Data for analysis —
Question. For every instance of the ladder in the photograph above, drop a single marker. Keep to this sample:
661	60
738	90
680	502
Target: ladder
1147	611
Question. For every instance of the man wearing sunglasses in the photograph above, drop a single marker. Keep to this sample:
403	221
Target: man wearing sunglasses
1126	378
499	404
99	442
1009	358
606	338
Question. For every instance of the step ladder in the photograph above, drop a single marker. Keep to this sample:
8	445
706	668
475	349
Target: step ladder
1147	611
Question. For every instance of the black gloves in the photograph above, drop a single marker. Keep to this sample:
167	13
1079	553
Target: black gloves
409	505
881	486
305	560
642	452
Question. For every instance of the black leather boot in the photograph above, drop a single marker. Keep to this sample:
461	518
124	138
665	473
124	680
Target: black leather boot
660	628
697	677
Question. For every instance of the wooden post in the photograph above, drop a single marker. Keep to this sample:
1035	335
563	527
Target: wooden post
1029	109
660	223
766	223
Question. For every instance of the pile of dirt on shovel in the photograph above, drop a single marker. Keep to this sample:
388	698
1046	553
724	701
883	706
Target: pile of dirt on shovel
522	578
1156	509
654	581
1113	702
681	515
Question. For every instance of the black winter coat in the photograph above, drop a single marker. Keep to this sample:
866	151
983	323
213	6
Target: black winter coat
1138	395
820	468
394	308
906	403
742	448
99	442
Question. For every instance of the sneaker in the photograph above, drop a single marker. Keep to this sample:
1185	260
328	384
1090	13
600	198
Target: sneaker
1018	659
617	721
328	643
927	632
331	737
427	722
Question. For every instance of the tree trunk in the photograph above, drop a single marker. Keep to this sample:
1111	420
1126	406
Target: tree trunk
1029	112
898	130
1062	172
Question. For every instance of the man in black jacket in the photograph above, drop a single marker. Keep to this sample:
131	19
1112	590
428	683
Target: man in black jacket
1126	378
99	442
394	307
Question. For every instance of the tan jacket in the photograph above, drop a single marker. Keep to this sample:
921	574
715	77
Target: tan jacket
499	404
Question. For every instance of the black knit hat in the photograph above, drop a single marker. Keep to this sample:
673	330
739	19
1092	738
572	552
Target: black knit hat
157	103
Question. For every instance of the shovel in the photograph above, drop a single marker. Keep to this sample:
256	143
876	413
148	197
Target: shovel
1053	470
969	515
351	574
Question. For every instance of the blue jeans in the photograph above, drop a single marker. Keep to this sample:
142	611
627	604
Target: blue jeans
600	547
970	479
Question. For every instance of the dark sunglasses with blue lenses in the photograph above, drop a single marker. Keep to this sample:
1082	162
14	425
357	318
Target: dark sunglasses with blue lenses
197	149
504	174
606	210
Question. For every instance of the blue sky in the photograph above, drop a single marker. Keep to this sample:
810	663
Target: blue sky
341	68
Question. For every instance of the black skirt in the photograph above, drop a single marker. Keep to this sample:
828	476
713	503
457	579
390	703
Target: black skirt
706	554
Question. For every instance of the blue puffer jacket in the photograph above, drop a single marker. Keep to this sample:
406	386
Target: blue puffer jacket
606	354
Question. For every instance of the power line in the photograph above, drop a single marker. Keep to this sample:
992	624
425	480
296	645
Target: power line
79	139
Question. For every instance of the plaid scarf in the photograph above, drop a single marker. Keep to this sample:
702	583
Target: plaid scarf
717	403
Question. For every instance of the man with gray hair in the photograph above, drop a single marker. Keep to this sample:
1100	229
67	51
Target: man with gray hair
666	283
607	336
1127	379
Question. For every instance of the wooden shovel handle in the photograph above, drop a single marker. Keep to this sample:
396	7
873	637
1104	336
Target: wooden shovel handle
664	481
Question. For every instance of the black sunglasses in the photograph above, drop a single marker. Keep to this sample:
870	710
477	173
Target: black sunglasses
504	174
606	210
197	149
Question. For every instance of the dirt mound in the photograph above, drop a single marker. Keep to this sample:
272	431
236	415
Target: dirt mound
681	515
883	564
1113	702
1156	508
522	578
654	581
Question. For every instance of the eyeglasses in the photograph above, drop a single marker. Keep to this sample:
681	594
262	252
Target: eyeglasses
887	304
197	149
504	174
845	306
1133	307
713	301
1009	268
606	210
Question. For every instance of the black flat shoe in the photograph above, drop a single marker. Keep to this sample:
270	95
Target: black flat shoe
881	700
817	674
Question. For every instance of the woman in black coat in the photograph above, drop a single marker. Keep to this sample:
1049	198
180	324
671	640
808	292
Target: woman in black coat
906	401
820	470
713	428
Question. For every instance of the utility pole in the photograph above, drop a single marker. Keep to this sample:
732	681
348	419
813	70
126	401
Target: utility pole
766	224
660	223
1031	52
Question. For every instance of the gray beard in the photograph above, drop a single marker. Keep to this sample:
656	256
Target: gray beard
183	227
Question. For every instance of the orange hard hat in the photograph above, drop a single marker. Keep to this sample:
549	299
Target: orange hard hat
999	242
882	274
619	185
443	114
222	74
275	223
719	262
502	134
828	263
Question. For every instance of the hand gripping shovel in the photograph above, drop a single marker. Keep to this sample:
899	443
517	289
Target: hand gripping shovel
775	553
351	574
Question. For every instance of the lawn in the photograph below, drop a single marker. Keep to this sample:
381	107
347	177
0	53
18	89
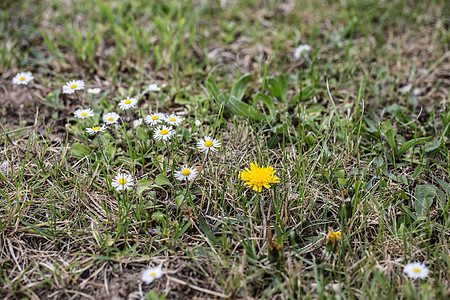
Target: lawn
224	149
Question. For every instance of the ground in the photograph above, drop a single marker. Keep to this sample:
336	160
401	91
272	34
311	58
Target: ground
356	128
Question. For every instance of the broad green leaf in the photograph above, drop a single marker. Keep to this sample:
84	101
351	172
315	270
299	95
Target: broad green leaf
239	87
143	185
241	108
79	150
424	195
410	144
161	180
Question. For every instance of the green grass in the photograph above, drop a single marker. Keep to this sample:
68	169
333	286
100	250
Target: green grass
353	153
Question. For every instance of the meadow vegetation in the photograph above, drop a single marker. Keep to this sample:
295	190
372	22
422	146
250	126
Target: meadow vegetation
344	147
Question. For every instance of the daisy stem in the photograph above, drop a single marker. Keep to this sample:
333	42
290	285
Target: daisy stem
81	101
168	154
263	216
101	149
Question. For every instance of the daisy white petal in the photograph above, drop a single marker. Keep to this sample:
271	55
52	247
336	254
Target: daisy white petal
83	113
173	120
123	181
110	118
416	270
151	274
153	88
138	122
127	103
71	86
163	133
23	78
154	119
94	91
208	144
97	129
186	173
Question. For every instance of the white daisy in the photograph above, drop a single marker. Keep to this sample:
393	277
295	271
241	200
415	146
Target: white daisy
110	118
95	130
71	86
23	78
137	122
94	91
153	88
300	50
416	270
127	103
173	120
151	273
122	181
83	113
186	173
208	144
163	133
154	119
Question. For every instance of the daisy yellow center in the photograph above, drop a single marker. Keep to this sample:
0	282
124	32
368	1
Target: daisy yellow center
258	177
334	237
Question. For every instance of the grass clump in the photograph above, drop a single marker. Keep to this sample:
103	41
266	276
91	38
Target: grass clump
125	152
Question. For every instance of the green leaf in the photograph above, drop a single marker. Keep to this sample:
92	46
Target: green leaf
390	133
424	195
79	150
410	144
306	93
278	87
141	134
213	89
239	87
110	151
143	185
161	180
268	101
444	185
206	230
238	107
433	145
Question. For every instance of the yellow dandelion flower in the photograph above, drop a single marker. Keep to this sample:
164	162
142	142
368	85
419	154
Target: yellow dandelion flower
258	177
333	237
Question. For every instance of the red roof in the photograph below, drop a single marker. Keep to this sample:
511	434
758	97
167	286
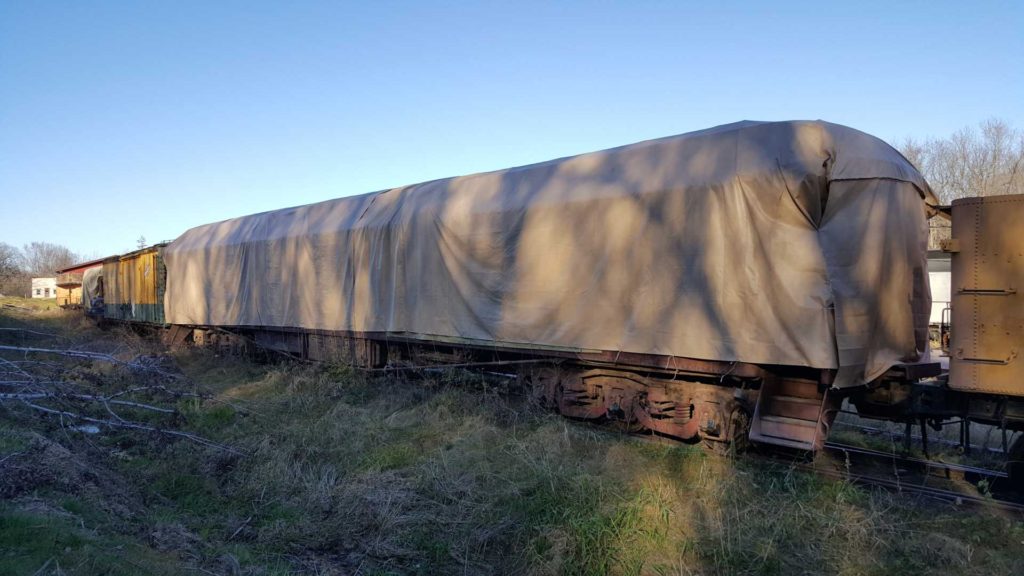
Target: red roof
82	266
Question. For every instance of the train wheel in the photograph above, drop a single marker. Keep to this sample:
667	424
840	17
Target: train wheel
1015	464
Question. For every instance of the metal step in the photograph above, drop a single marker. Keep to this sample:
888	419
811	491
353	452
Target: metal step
790	413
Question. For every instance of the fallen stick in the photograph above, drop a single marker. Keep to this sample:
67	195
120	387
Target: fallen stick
133	425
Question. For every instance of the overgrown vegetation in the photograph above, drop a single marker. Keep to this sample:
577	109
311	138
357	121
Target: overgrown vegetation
334	471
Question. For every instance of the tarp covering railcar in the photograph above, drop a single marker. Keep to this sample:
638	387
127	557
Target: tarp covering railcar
780	243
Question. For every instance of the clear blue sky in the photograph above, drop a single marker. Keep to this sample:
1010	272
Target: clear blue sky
121	119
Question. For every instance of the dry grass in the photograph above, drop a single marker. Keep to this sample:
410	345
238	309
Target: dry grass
345	474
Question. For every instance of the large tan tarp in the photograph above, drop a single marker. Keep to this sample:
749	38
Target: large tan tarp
780	243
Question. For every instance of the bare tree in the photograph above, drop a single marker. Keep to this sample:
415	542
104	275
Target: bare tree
42	258
983	161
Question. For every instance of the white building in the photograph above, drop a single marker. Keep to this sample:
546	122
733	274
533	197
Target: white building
44	287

Work required —
Write out the records exactly, starting at the first line and stopping after the line that contains "Question. For every instance of the tan".

Written solution —
Question. For every instance of the ladder in the photograph above, drop a single marker. Keep to this sample:
661	60
738	90
680	502
Target: ladder
1147	611
Question. For every instance of the man wearing sunglasses in the photograph above, drop a single marker. Keep to this sample:
403	221
Target: man wearing sunglasses
1126	378
499	404
99	442
1009	358
606	338
Question. For every instance of the step ladder in the photograph above, drop a single marker. Keep to this sample:
8	445
706	668
475	349
Target: step ladder
1147	611
Question. For every instance of the black gloves in the photograph above, drop a single marker. Keep to this sample:
167	13
1079	553
Target: black gloves
409	505
881	486
305	560
642	452
Question. For every instance of the black leather boot in the photograph above, drop a single marker. Keep to this sample:
461	518
124	138
665	473
124	680
Target: black leather boot
660	628
697	677
Question. For every instance of the wooden post in the photograph above, drop a single marker. Keep to this sample:
1035	335
563	527
Target: wooden post
1029	109
660	223
766	223
Question. For every instance of the pile of dirt on shovel in the photograph above, drop a single marker. Keep to this sample:
388	698
1046	553
724	701
883	706
Target: pile of dirt on shovel
522	578
1156	509
654	581
1113	702
681	515
Question. For every instance of the black winter coat in the photograph above, drop a single marker. Keep to this sample:
866	151
983	323
213	6
Target: black winter coat
1138	395
820	468
394	308
906	403
742	448
99	442
Question. For every instance of the sneaker in the photograph above, drop a single marker. Keep to this sample:
1185	260
328	384
1090	13
600	198
Target: sneaker
1018	659
617	721
328	643
927	632
331	737
427	722
Question. For every instance of the tree trunk in the photograph above, drop a single marker. Keep to this sample:
1111	420
1126	406
Target: tree trunk
1029	112
898	130
1062	172
Question. For every instance of the man in black jacket in the photograph above, drop a single marker. Keep to this sample:
131	19
1112	590
428	683
Target: man in black jacket
1126	378
99	442
394	307
Question. For every instance of the tan jacket in the photograph above, drop a single marker. Keep to this sample:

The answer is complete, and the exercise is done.